Task item — Return every entry from the listing below unaltered.

++++ Dataset records

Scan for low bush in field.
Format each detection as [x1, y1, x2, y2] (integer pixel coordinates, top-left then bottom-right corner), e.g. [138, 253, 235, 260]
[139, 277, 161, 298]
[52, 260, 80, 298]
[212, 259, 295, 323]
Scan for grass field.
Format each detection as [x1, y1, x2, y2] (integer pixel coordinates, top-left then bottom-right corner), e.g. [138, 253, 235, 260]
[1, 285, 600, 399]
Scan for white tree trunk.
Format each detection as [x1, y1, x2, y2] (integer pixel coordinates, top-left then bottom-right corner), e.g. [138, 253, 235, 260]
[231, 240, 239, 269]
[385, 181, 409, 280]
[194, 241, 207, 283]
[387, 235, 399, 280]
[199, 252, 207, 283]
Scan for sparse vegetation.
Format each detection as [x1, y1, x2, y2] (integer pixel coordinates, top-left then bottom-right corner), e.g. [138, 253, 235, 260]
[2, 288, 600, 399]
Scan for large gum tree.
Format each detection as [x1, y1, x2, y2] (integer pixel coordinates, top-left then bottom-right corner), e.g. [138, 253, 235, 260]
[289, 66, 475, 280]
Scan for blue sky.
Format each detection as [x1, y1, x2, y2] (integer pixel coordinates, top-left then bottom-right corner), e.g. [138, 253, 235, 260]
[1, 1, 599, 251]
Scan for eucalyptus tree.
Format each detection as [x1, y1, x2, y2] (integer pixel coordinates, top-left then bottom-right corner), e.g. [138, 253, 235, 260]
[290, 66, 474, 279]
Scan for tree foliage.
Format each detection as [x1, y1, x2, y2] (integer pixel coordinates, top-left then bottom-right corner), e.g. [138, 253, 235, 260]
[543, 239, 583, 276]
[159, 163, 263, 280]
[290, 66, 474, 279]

++++++++

Solution below —
Scan for low bush in field.
Format each detection as [x1, y1, x2, y2] (integer pixel coordinates, top-left then bottom-right corner), e.g. [138, 253, 235, 260]
[139, 277, 161, 298]
[52, 260, 80, 298]
[212, 259, 295, 323]
Scan for grass field.
Format each detection as [x1, y1, x2, y2] (integer pixel coordinates, top-left then bottom-right corner), e.g. [138, 253, 235, 260]
[1, 285, 600, 399]
Scan for white tree trunk.
Format each detection as [x1, y1, x2, y2] (integer pixel coordinates, top-left then bottom-right corner), e.g. [138, 253, 235, 260]
[231, 240, 239, 269]
[385, 181, 409, 280]
[194, 241, 207, 283]
[387, 235, 399, 280]
[199, 252, 207, 283]
Scan for sparse vegetation.
Format each detection as [x1, y1, x2, y2] (integer pixel coordinates, top-left then bottom-right corner), e.g. [138, 253, 235, 260]
[2, 288, 600, 399]
Scan for large gum tree.
Format each detection as [x1, y1, x2, y2] (integer pixel coordinates, top-left then bottom-right corner), e.g. [138, 253, 235, 260]
[289, 66, 475, 280]
Scan for blue sky.
Format each detection as [x1, y1, x2, y2] (integer pixel coordinates, top-left then bottom-right corner), e.g. [138, 253, 235, 260]
[1, 1, 599, 251]
Scan for eucalyptus tree.
Format each detection as [x1, y1, x2, y2] (integer pixel coordinates, top-left then bottom-right corner), e.g. [138, 253, 235, 260]
[290, 66, 474, 279]
Scan for tree foliage.
Format each detection as [x1, y1, x2, y2] (integer pixel coordinates, top-left then bottom-right corner), e.g. [138, 253, 235, 260]
[543, 239, 583, 276]
[159, 163, 263, 280]
[290, 66, 474, 279]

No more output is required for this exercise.